*Exercise*
Copy every one of the rows below word for word, in the same order.

*Task input*
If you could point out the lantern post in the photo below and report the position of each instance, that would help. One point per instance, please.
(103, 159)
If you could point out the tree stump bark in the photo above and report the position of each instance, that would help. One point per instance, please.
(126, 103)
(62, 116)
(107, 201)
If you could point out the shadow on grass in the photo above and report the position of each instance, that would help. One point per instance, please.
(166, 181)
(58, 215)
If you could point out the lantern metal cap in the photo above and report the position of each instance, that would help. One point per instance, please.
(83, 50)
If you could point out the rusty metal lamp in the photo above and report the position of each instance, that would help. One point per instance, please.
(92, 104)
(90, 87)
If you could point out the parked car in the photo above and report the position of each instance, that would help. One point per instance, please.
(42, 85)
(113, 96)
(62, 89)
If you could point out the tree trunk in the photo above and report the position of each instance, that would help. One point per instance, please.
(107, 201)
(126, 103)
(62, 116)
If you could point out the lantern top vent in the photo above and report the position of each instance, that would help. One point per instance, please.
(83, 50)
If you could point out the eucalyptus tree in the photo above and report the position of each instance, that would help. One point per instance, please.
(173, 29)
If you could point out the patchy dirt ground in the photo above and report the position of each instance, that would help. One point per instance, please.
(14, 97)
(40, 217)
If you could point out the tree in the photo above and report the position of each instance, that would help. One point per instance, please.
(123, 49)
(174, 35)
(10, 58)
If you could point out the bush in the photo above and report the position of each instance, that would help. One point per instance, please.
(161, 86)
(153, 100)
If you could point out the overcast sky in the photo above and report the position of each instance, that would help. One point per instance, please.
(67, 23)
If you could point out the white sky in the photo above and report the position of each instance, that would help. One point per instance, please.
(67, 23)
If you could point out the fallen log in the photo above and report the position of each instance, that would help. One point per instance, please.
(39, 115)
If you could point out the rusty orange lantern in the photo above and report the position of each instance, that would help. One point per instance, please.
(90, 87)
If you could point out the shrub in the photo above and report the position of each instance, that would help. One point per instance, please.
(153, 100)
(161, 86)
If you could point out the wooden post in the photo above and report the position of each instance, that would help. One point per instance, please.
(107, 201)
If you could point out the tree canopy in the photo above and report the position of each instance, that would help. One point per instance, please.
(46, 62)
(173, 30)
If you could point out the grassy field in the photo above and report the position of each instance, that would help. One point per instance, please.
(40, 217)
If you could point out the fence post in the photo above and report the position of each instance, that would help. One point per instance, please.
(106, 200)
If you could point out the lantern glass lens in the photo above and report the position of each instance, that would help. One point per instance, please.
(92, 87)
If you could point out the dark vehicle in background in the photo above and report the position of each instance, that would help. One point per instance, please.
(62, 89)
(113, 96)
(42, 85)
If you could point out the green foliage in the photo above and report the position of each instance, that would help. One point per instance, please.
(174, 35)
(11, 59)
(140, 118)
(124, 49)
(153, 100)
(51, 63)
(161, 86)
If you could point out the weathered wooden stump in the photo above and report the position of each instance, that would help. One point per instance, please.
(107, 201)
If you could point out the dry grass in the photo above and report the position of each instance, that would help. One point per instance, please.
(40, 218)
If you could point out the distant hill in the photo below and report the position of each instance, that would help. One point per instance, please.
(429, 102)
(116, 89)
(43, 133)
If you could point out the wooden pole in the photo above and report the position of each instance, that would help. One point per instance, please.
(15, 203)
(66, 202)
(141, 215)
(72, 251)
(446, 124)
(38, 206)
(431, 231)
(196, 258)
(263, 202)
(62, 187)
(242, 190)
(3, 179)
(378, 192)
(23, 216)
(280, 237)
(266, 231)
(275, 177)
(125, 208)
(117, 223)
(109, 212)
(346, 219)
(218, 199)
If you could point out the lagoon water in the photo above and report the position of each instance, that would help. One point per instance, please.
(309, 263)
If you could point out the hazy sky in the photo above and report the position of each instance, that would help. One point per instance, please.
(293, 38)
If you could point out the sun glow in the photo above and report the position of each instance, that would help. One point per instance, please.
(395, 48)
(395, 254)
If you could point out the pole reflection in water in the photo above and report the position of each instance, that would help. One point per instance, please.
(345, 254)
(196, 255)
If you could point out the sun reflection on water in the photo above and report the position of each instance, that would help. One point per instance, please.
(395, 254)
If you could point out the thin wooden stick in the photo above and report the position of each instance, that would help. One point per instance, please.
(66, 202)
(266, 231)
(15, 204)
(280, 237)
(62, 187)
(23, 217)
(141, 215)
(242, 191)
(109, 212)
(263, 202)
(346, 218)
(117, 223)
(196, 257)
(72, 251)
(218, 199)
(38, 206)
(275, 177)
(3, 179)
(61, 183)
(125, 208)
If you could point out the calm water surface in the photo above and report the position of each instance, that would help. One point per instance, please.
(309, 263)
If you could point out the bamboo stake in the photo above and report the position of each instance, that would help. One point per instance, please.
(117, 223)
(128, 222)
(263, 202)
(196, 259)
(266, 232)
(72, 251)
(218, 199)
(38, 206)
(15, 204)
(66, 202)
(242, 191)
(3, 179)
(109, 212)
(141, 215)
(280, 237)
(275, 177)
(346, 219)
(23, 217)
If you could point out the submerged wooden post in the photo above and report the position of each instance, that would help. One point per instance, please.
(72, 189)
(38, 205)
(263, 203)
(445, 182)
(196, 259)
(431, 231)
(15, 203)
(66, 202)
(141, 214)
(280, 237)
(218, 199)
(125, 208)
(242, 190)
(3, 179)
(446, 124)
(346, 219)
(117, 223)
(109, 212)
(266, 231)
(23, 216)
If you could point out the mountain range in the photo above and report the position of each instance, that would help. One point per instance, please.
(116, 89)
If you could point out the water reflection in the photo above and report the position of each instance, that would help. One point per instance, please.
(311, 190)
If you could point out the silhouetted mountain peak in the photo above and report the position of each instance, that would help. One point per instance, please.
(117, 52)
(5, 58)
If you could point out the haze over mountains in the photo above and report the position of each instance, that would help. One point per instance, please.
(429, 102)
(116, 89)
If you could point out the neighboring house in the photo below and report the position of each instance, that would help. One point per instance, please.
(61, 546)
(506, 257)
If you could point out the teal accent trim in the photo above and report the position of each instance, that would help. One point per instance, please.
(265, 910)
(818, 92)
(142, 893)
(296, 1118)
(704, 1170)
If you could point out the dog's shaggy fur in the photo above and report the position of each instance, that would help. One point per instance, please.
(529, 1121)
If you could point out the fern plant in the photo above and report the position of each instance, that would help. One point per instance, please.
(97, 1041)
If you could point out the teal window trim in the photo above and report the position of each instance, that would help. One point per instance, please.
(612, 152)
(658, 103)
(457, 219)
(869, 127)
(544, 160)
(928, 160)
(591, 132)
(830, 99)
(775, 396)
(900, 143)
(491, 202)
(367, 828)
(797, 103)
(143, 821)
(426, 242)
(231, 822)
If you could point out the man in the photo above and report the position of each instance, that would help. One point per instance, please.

*Answer below*
If you could point out the lantern post in the photo below and report the position of each instance, that would help. One point per instance, please.
(103, 159)
If you could point out the tree stump bark in the photo above and report the position of each instance, that would help. One point per instance, please.
(126, 103)
(62, 116)
(107, 201)
If you could point out the shadow on grass in the photo above and report the position of each instance, that would help. One point per instance, please.
(166, 181)
(58, 215)
If you could point out the lantern metal cap in the photo above and report the position of each instance, that would help. One point per instance, please.
(83, 50)
If you could point out the rusty metal lamp in the photo above and report the position of each instance, that would help. One point per instance, please.
(92, 104)
(90, 87)
If you could point out the parked car in the photo above and report the position of each instance, that would help. One point per instance, please.
(42, 85)
(113, 96)
(62, 89)
If you could point out the tree trunk in the photo above and report the position of each instance, that would help. One point per instance, please.
(107, 201)
(126, 103)
(62, 116)
If you could point out the lantern top vent in the photo above and report the position of each instance, that would help. One point per instance, please.
(83, 50)
If you could point out the eucalyptus tree in the photo above and report the position of each instance, that would help. One point per instance, please.
(173, 29)
If you could point out the patchy dirt ground in the photo above and report the position of each instance, that would help. One point per instance, please.
(14, 97)
(40, 217)
If you could point out the tree in the photo above and report the position of each instance, that would help. One point per instance, please.
(123, 49)
(174, 35)
(10, 58)
If you could point out the bush in the photo above and report the position of each instance, that would help. One point per instance, please.
(161, 86)
(153, 100)
If you could point out the overcast sky in the photo above and report the position of each instance, that would help. One point per instance, please.
(67, 23)
If you could point out the white sky in the photo above and report the position of each instance, that would help. One point per instance, please.
(67, 23)
If you could point out the fallen log in the photo above and report the position of each instance, that would help. One point per instance, please.
(39, 115)
If you could point out the rusty orange lantern in the photo above and report the position of each instance, that would help. One point per instance, please.
(90, 87)
If you could point out the shrub in the photo above and report the position of each instance, that would help. One point per instance, please.
(153, 100)
(161, 86)
If you could point out the wooden post in the photo above and report the position of each instance, that would help. One point per instance, please.
(107, 201)
If you could point out the tree canopy in the photo above and report the position of each instance, that would help. One point per instance, please.
(46, 62)
(173, 30)
If you could point out the grassy field in the photo above and report the position of each instance, that would help. One point per instance, please.
(40, 217)
If you could point out the fence post in the photo above and report the position of each instance, that would help. One point per instance, please.
(106, 200)
If you could point out the lantern glass lens in the photo above and report the position of each instance, that would help. One point per instance, please.
(92, 87)
If you could point out the dark vehicle in background in the photo above and report the position of each instance, that would help. One point per instance, please.
(62, 89)
(113, 96)
(42, 85)
If you could point out the green foliage in the photo above and report the position of each instance, that would help. One point per instance, please.
(174, 35)
(11, 59)
(140, 118)
(124, 49)
(153, 100)
(51, 63)
(161, 86)
If you could point out the weathered wooden stump in the photo above and report the position of each instance, that would help. One point per instance, please.
(107, 201)
If you could point out the dry grass in the photo above and report the position of each instance, that would help. One point per instance, please.
(40, 218)
If you could point out the distant hill in the photo below and report the position of each instance, that would help. One point per instance, please.
(429, 102)
(116, 89)
(43, 133)
If you could point out the wooden pole in the photo above and report the position of each instance, that would help. One point per instance, please.
(15, 203)
(66, 202)
(141, 215)
(72, 251)
(446, 124)
(38, 206)
(431, 231)
(196, 258)
(263, 202)
(62, 187)
(242, 190)
(3, 179)
(378, 192)
(23, 216)
(280, 237)
(266, 231)
(275, 177)
(125, 208)
(117, 223)
(109, 212)
(346, 219)
(218, 199)
If you could point out the lagoon water in the photo above and report the position of each instance, that would help. One point per instance, please.
(309, 263)
If you could point out the hazy sky in the photo above and report the position of each instance, that would help. One point per instance, please.
(293, 38)
If you could point out the sun glow in the photo above and report the position of each instance, that would help. One point per instance, please.
(395, 48)
(395, 254)
If you could point out the pole reflection in water in the photo above and report the position of each instance, that would help. One point per instance, please.
(345, 254)
(196, 255)
If you could point out the sun reflection on water in the photo above and report the position of each instance, that would help. One point per instance, please.
(395, 254)
If you could point out the thin wooden stick in the photo above and report the position of each instance, that would help. One point per instance, please.
(66, 202)
(266, 231)
(15, 204)
(280, 237)
(62, 187)
(23, 217)
(141, 215)
(242, 191)
(109, 212)
(263, 202)
(346, 218)
(117, 223)
(196, 257)
(72, 251)
(218, 199)
(38, 206)
(275, 177)
(3, 179)
(61, 183)
(125, 208)
If you could point out the calm water surface in the photo above and report the position of each instance, that would help. One point per instance, please.
(309, 263)
If you could point out the bamboo stake in the photo above and report the position of each instance, that would help. One point per instance, please.
(117, 223)
(128, 222)
(263, 202)
(196, 259)
(266, 232)
(72, 251)
(218, 199)
(38, 206)
(15, 204)
(66, 202)
(242, 191)
(3, 179)
(109, 212)
(141, 215)
(280, 237)
(275, 177)
(346, 219)
(23, 217)
If you could point out the submerged wooden post in the photo above and report the position of each instance, that would help. One point per instance, please.
(72, 189)
(38, 205)
(263, 203)
(445, 182)
(196, 259)
(431, 231)
(15, 203)
(66, 202)
(141, 214)
(280, 237)
(218, 199)
(125, 208)
(242, 190)
(3, 179)
(446, 124)
(346, 219)
(117, 223)
(109, 212)
(266, 231)
(23, 216)
If you could point out the mountain range in the photo above and report the position of each instance, that would help. One point per instance, please.
(116, 89)
If you could point out the water reflection in the photo above and report the position of each instance, that would help. One point per instance, please.
(311, 190)
If you could point out the silhouetted mountain peak in the photo above and report the position of each instance, that would help. One point per instance, please.
(117, 52)
(5, 58)
If you could point out the haze over mountains in the photo above and report the position of each instance, that would help. One point per instance, please.
(429, 102)
(116, 89)
If you could point out the neighboring house in the photo below and report the position of each instance, that would help. One point per instance, please.
(61, 546)
(506, 257)
If you could point out the teal accent trim in the photo above and report the position of each instance, that would help. One point per instance, please.
(265, 910)
(818, 92)
(142, 893)
(296, 1118)
(704, 1170)
If you could point out the dog's shaggy fur in the photo above and report the position of each instance, that would help. One point per instance, please.
(529, 1121)
If you could point out the fern plant in the photo above and report the position of each instance, that would help. One point per instance, please.
(97, 1041)
If you could point out the teal window trim in the photo above and report the position of each instance, that would help. One point per instance, please.
(612, 152)
(658, 103)
(457, 219)
(869, 127)
(544, 160)
(928, 160)
(591, 132)
(830, 99)
(775, 396)
(900, 143)
(491, 202)
(367, 828)
(797, 103)
(143, 821)
(426, 242)
(231, 822)
If you could point out the man in the photo above and report the position of each instance, that would help. One point per instance, please.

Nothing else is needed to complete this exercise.